--- Extracted information ---

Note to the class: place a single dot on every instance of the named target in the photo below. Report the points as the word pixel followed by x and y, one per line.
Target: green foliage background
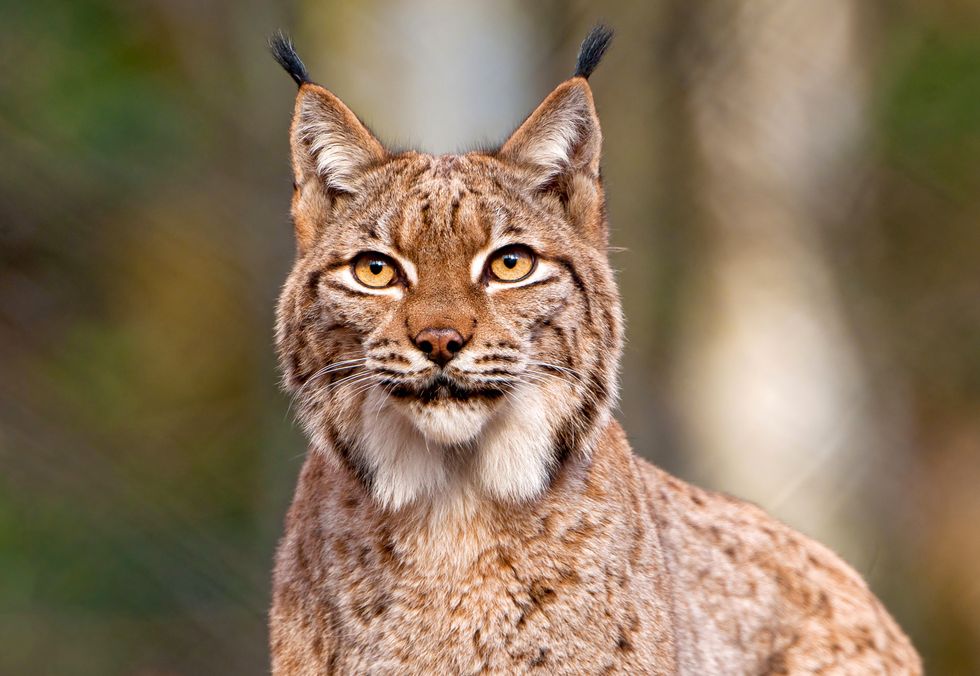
pixel 146 456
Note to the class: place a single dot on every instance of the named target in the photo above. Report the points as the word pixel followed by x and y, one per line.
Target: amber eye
pixel 512 263
pixel 374 270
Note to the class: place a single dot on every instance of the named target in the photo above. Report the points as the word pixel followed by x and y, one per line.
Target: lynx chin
pixel 451 333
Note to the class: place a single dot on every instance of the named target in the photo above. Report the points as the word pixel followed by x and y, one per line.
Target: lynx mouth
pixel 442 388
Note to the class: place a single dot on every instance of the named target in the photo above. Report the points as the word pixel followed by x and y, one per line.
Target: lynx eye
pixel 374 270
pixel 512 264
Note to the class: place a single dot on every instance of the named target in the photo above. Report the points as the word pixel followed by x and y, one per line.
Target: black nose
pixel 439 345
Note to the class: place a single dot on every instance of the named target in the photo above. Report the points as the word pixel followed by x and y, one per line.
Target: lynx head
pixel 451 322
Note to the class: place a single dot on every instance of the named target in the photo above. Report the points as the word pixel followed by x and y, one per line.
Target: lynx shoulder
pixel 451 333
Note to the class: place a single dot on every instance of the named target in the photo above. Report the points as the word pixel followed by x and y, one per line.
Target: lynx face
pixel 451 323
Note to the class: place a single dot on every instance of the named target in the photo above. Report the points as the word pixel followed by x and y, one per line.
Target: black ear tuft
pixel 593 48
pixel 286 56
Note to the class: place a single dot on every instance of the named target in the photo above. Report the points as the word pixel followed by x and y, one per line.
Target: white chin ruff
pixel 449 422
pixel 407 445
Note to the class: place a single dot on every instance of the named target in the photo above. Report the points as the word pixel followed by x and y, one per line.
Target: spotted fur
pixel 488 516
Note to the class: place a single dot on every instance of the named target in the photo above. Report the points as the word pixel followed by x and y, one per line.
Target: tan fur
pixel 508 528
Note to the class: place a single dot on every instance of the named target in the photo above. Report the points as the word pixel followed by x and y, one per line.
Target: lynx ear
pixel 329 141
pixel 561 137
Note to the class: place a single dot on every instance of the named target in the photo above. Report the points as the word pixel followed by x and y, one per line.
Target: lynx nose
pixel 439 345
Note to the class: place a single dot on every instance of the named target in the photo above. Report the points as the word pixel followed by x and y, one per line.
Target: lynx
pixel 451 334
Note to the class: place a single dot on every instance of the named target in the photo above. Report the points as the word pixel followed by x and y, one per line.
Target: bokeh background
pixel 794 191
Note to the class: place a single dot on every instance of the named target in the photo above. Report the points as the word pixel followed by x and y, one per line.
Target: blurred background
pixel 794 192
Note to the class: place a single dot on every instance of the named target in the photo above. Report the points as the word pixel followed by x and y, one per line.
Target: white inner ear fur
pixel 562 135
pixel 554 143
pixel 339 145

---

▶ _Your task_: Copy out all of the lines above word for word, leaving out the picture.

▶ _Task response_:
Note to the class: place a single dot on every instance of the named target in the photo below. Report the points as the word pixel followed by x and y, one per line.
Target: green foliage background
pixel 146 456
Note to the class: place a single dot on every instance of the named target in the photo above. Report the points as the word pixel followed by x and y, one per line.
Target: amber eye
pixel 512 263
pixel 374 270
Note to the class: place a single dot on every instance of the named target in the photo above. Report the points as the word pixel followed by x and y, one per line.
Target: lynx chin
pixel 451 333
Note to the class: place a single dot on every instance of the named target in the photo above. Report the points as the word pixel followed by x and y, one per line.
Target: lynx mouth
pixel 442 388
Note to the class: place a single dot on every instance of the named target in the photo above. Report the points as the word pixel followed by x and y, one per line.
Target: lynx eye
pixel 374 270
pixel 512 264
Note to the class: place a single dot on every instance of the named target in the photo above. Report the points as the word pixel followed by x and y, one per line.
Target: black nose
pixel 439 345
Note to the class: place a single dot on every instance of the named target in the photo above. Report the points as the word pixel followed by x and y, one per line.
Target: lynx head
pixel 451 322
Note to the class: place a single dot on every instance of the named target in the photo above. Report the points as the word pixel followed by x and y, one per line.
Target: lynx shoulder
pixel 451 333
Note to the class: place a single dot on every instance of the named target in the photo above. Report the points as the word pixel followed by x and y, one per line.
Target: lynx face
pixel 451 323
Note to the class: place a single dot on every instance of the named target in the photo above. Report the points as the word pixel followed by x and y, one per line.
Target: black ear tuft
pixel 593 48
pixel 286 56
Note to the class: place a single dot on every instance of the named target in the photo above. Report the points as the word pixel followed by x and y, one per line.
Target: white chin ruff
pixel 449 422
pixel 407 445
Note to the class: place a single dot on every instance of the named target in the photo above. Report the points as the word pixel followed by x and y, one per line.
Target: spotted fur
pixel 488 516
Note to the class: place a single dot on every instance of the named target in the photo above. Report the points as the word pixel followed by x and y, one per line.
Target: tan fur
pixel 508 528
Note to the class: place a single dot on every instance of the named target in the photo above. Report the points as the word pixel followed by x and y, one per line.
Target: lynx ear
pixel 329 141
pixel 561 137
Note to the class: place a single dot on every instance of the named target in the photo above. Report the points as the word pixel followed by x and y, one per line.
Target: lynx nose
pixel 439 345
Note to the class: place a single dot on every instance of the named target in the photo above. Report the points as the word pixel followed by x and y, one per line.
Target: lynx
pixel 451 334
Note to the class: place a single dot on every instance of the named target in the photo above. Report the points as the word pixel followed by x and y, one per line.
Target: bokeh background
pixel 794 191
Note to the class: place a single dot on every instance of the named target in the photo above. Report the points as the word pixel followed by x and y, one per line.
Target: blurred background
pixel 794 192
Note to the class: place a single dot on every instance of the named target in the photo above. Report the points as the word pixel followed by x and y, one per line.
Target: white inner ear fur
pixel 562 135
pixel 554 143
pixel 339 145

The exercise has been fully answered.